(Stored items from a collection)
↓↓↓

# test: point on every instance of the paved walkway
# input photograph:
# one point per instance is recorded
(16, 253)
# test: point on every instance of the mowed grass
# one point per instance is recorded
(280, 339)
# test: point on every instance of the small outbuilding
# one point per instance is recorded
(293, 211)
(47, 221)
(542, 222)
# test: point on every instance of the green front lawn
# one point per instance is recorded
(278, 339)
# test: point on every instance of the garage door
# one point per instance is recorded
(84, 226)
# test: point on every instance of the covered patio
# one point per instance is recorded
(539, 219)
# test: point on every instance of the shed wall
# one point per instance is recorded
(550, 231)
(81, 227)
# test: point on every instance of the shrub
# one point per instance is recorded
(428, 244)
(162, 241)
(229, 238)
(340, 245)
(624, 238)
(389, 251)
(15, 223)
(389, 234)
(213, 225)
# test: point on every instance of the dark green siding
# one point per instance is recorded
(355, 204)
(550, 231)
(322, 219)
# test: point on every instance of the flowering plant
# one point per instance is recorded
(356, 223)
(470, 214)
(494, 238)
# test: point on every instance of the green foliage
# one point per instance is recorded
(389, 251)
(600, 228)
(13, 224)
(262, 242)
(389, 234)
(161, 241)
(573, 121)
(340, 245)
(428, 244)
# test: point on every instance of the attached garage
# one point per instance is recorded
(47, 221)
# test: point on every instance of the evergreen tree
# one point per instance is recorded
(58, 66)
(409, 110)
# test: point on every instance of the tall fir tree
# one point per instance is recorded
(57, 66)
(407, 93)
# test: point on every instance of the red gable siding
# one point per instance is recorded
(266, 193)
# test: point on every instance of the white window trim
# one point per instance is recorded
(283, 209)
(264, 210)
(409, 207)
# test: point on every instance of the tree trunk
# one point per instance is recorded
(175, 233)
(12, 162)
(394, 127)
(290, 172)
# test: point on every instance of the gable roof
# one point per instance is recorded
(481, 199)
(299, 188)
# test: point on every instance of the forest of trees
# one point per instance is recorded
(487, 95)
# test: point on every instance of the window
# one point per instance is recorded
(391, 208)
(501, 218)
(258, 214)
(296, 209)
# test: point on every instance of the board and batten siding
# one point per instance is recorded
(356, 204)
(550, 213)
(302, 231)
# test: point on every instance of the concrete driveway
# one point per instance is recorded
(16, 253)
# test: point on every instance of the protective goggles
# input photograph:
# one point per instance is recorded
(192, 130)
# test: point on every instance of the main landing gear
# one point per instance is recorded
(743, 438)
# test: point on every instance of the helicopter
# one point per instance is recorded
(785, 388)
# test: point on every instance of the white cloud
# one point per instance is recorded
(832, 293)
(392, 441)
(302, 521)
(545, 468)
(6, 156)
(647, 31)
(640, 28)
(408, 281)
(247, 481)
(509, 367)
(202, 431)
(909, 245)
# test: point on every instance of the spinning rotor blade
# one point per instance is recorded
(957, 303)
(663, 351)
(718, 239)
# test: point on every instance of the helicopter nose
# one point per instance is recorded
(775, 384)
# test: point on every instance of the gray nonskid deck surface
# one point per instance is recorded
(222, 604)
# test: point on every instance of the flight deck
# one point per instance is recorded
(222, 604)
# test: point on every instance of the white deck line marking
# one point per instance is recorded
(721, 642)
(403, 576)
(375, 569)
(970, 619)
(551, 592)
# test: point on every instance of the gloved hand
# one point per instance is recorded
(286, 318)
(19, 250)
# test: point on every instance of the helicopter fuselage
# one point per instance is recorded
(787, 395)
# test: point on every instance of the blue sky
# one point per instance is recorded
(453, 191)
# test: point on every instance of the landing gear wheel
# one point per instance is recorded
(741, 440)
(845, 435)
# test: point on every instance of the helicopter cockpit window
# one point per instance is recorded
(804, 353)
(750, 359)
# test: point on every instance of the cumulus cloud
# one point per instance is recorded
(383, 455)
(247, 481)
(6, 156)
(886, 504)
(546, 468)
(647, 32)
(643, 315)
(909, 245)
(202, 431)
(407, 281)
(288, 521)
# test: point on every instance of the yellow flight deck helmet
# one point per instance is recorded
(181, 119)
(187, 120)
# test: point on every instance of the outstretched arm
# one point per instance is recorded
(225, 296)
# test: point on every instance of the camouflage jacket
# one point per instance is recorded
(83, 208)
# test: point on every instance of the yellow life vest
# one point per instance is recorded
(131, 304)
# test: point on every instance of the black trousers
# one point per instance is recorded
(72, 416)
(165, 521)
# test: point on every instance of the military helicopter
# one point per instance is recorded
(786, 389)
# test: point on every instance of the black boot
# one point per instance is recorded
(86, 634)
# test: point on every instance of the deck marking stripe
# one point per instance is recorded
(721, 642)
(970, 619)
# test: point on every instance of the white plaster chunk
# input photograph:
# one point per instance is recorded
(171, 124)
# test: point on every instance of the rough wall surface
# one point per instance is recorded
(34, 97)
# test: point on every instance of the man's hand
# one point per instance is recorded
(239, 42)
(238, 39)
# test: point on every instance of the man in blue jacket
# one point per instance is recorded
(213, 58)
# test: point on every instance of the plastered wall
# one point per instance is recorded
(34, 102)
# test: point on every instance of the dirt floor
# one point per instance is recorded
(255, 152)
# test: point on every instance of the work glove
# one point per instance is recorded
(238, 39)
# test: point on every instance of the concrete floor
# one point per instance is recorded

↑↑↑

** Required action **
Look over the entries above. Copy every line that contains the word "blue".

** Task response **
# test: point on every instance of the blue sky
# test: point on every instance of the man in blue jacket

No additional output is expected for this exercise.